─── TEXT BLOCK ───

In the seven years that he’s been running Precision Practice Management Inc., Mike Barnell has probably used thousands of sports analogies.

The president and CEO of the medical billing company says that he sees a strong connection between sports and business, and he uses that connection to motivate his 85 employees.

“People get the concept of never giving up until the whistle blows, giving the extra effort, or knowing that races can be won and lost by tenths of a second,” he says. “When you apply that to business, that delivers a message that strikes home with people.”

Smart Business spoke with Barnell about how to communicate your message effectively and how to develop a vision your team will believe in.

Q. How do you create a vision your employees can buy in to?

You have to really know your business. That comes from being involved in a lot of the day-to-day things going on in all parts of the company.

You obviously can’t do that on a full-time basis, or you’d be micromanaging people. But if you are able to step in and step out of various issues, your people pick up a lot from you as the CEO from that process, and you get to know your business.

───

▶ _WHAT TO WORK ON_:
a. Copy the passage of the Mike Barnell interview from "Smart Business spoke" to "can buy in to?" word for word.
b. In the Mike Barnell interview, how many employees does Barnell motivate with his sports analogies?
c. Pick up the Mike Barnell interview where it stops and continue writing it.

─── STORED DATA ───

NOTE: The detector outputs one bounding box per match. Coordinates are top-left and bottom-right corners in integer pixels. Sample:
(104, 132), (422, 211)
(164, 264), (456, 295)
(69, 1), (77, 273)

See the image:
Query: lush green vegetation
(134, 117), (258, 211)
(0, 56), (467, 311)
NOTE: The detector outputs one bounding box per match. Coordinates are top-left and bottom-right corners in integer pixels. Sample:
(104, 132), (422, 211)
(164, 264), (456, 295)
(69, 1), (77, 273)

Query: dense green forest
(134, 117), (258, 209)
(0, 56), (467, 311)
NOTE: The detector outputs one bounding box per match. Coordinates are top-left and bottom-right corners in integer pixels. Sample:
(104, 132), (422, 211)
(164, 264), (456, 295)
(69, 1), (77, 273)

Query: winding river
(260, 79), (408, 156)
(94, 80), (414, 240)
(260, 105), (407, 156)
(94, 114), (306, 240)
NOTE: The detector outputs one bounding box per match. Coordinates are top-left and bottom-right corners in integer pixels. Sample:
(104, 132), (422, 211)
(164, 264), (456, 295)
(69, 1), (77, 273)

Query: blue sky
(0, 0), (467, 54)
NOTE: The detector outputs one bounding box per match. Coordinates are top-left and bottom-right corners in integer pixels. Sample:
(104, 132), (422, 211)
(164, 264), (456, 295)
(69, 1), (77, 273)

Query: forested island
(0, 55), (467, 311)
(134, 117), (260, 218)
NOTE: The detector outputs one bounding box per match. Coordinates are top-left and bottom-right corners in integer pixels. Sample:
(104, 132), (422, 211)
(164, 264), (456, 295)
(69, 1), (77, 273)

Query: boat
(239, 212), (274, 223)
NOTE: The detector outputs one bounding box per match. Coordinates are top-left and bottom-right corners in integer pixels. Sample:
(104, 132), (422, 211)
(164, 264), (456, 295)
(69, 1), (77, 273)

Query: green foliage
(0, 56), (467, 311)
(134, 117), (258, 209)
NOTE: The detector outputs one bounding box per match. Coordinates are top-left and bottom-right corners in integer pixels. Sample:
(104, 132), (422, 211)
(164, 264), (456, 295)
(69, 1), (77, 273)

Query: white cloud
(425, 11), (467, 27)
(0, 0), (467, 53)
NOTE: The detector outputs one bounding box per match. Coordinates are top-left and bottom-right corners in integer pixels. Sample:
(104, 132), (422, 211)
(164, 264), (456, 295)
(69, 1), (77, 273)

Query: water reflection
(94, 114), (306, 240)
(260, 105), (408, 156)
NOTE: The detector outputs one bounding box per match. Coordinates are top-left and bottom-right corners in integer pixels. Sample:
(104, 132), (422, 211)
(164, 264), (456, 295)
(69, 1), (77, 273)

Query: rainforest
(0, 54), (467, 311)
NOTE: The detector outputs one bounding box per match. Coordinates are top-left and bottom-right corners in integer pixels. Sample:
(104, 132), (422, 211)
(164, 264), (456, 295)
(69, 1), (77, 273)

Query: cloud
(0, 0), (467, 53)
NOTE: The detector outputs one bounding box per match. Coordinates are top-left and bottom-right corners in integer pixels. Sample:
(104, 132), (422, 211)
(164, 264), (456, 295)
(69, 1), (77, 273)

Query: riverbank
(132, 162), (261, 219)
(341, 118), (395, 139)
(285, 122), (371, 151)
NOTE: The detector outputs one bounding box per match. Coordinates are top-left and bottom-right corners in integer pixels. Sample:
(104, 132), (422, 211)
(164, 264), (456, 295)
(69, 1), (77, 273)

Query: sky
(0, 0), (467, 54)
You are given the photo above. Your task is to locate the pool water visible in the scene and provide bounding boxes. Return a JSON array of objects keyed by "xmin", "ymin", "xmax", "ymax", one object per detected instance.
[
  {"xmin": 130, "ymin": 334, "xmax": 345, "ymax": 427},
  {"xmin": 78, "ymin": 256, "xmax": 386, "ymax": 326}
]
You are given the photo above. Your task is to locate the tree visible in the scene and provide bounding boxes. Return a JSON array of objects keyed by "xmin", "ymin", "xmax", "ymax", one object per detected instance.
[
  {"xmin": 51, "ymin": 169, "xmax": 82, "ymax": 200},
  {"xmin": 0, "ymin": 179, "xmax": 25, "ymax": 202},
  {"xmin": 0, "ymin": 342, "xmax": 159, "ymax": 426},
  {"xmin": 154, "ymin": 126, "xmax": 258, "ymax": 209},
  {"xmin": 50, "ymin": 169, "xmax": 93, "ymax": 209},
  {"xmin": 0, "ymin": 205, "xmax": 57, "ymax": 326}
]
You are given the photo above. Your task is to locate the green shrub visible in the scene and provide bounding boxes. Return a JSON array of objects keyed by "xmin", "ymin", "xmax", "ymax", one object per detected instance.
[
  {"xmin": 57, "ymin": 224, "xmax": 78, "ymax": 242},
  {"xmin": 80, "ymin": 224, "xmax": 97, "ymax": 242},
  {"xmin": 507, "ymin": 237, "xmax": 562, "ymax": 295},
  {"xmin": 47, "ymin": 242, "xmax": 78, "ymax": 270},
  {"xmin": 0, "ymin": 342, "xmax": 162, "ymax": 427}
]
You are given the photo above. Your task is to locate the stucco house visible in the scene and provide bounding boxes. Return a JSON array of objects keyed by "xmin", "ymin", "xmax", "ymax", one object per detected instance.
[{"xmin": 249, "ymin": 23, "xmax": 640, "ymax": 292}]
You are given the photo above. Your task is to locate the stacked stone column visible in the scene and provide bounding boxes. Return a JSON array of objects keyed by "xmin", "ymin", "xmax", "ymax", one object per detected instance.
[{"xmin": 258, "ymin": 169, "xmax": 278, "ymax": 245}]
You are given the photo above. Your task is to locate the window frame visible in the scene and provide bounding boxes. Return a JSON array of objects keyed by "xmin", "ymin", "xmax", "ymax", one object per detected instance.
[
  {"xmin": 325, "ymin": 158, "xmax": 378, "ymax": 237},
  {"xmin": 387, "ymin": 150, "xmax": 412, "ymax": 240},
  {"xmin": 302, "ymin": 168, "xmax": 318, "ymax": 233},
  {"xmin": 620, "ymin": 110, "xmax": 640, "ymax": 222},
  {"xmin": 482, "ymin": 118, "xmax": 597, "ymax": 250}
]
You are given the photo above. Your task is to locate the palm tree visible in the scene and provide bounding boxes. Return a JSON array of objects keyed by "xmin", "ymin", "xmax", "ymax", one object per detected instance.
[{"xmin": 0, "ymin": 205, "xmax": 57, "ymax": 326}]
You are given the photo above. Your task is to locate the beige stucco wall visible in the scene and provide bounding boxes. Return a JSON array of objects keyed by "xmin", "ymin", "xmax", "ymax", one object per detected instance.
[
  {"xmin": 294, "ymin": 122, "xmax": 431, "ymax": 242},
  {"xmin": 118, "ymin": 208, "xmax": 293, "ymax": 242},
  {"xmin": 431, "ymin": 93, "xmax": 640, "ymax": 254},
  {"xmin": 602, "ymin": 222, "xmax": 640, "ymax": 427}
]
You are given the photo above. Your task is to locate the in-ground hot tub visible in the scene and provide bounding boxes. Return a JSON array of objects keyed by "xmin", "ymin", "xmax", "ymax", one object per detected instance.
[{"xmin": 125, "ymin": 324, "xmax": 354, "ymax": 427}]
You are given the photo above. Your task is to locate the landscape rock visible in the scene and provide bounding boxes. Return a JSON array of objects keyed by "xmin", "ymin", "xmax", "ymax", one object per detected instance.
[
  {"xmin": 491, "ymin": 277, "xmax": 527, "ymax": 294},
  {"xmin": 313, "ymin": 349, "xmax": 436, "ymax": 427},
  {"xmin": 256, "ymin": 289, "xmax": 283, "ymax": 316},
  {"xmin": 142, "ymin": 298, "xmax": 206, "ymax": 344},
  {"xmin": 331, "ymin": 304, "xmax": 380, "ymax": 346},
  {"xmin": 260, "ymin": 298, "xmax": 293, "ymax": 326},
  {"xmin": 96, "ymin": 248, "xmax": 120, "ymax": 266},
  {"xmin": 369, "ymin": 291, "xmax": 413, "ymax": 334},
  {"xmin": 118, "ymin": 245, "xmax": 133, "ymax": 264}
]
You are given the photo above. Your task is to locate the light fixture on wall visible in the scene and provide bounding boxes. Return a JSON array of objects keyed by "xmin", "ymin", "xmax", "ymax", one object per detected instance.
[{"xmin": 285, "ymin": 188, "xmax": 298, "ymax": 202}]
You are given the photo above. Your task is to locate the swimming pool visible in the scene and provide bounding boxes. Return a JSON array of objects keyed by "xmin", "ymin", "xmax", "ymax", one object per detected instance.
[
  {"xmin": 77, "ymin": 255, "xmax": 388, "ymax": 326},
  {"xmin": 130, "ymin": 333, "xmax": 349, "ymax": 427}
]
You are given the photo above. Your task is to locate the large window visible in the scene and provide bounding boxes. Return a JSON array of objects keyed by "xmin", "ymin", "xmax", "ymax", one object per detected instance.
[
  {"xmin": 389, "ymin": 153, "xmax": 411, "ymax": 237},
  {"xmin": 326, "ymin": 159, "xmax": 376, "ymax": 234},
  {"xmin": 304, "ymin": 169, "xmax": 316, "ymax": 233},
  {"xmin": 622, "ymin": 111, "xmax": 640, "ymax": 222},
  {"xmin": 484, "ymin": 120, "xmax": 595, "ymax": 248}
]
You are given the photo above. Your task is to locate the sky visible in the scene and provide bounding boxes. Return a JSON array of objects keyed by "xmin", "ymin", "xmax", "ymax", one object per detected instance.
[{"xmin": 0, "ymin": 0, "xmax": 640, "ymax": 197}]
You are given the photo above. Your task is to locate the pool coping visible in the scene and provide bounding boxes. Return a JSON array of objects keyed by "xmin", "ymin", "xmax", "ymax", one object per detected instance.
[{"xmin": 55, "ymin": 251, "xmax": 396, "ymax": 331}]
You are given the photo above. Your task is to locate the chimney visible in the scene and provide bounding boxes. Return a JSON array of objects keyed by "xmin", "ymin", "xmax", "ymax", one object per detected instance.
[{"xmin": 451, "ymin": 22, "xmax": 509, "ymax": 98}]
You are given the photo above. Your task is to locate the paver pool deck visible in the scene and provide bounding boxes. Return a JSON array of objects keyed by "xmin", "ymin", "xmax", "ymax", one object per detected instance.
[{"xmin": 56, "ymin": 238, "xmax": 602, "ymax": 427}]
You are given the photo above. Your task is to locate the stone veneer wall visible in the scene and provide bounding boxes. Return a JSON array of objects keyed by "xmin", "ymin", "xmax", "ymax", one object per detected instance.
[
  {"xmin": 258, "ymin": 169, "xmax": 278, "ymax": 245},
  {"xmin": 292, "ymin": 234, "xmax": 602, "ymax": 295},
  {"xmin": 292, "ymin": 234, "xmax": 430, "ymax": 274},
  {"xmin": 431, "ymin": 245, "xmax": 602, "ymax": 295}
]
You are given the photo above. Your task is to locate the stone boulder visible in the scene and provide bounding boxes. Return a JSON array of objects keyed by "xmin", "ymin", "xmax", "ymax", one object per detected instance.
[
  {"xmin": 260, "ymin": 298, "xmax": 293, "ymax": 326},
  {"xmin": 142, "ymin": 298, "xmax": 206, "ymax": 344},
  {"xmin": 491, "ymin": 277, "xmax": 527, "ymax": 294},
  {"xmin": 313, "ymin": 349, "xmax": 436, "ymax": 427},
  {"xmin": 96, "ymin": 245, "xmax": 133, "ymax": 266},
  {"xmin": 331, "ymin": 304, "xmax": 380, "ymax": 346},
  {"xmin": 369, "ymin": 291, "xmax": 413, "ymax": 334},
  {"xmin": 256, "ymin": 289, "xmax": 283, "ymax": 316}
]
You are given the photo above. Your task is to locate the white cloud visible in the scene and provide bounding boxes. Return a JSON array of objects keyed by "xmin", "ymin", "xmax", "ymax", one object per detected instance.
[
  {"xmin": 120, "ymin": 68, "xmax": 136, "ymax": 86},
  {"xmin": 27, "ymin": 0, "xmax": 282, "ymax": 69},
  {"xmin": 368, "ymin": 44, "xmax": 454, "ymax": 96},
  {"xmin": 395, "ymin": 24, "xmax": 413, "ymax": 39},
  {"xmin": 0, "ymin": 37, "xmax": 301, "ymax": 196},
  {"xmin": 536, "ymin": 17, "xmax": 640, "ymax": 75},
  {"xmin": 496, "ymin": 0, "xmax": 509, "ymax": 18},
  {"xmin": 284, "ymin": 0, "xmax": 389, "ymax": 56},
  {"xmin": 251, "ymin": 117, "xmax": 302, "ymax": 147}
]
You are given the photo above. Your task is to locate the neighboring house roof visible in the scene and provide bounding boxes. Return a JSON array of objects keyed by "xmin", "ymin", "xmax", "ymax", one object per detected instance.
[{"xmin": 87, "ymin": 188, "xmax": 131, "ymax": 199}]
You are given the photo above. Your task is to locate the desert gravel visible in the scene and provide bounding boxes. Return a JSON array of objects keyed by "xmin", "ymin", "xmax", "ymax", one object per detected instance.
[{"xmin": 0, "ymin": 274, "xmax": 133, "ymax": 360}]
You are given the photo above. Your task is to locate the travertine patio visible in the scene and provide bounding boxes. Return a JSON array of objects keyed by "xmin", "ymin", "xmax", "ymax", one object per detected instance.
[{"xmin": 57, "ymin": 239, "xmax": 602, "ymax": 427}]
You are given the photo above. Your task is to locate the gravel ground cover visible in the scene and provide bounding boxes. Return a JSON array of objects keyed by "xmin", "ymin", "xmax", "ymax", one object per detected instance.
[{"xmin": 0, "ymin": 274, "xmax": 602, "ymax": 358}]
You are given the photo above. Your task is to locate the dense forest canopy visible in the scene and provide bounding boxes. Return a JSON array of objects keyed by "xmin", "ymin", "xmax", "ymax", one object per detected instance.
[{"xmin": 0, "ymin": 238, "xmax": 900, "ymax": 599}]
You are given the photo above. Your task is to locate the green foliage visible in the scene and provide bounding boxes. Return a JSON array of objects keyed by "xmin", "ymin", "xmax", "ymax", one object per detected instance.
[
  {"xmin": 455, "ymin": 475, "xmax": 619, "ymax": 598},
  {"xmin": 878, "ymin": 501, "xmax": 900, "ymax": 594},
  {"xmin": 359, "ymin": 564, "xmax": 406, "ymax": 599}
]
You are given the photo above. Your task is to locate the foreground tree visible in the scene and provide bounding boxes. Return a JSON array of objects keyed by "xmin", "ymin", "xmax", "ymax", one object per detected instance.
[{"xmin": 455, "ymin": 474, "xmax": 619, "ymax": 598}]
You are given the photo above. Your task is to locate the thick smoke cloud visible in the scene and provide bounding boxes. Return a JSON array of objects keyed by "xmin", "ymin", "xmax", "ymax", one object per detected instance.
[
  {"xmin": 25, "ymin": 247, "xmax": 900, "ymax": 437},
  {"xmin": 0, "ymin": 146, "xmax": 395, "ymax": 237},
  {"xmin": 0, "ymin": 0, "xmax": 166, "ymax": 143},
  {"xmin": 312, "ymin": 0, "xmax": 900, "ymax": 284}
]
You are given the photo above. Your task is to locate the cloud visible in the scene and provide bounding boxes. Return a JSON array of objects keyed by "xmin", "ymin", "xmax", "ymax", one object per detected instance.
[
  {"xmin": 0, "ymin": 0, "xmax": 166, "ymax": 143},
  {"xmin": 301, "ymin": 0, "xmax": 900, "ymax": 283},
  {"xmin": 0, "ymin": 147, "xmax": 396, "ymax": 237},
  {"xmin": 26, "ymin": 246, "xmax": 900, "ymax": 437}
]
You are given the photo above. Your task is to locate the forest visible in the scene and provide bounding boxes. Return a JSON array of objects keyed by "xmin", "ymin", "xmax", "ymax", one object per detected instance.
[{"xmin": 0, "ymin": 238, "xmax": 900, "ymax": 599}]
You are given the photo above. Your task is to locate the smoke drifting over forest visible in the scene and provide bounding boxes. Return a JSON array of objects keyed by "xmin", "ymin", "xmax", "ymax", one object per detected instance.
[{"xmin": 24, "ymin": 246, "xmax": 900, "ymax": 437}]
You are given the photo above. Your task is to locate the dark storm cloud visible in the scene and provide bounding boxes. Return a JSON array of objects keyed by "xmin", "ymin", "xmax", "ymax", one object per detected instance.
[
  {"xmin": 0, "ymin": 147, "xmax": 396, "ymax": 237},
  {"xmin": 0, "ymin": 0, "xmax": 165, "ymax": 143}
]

───

▶ _RESULTS IN ORDER_:
a.
Smart Business spoke with Barnell about how to communicate your message effectively and how to develop a vision your team will believe in.

Q. How do you create a vision your employees can buy in to?

b. 85 employees.

c.
As you’re developing your vision, you had better know what your capabilities and limitations are because you’re the top guy who is trying to set the vision for where the company’s going. You obviously have to know your competitors and the industry you’re in — the big picture. It’s a great idea for the top guy to be involved in a trade association so you can make sure there’s not something big that’s happening in your industry or about to affect your industry that you’re not aware of.

Then your goal would be to carve a path for your company that is not just tracking where your larger competitors are going. That can be tempting — there’s someone bigger than you that has been successful, and you think, ‘If we just do what they’re doing, we can be successful, too.’

I’d much rather believe the Wal-Mart or Enterprise car rental examples, where they took a different path in an already well-established industry and carved a different niche for themselves.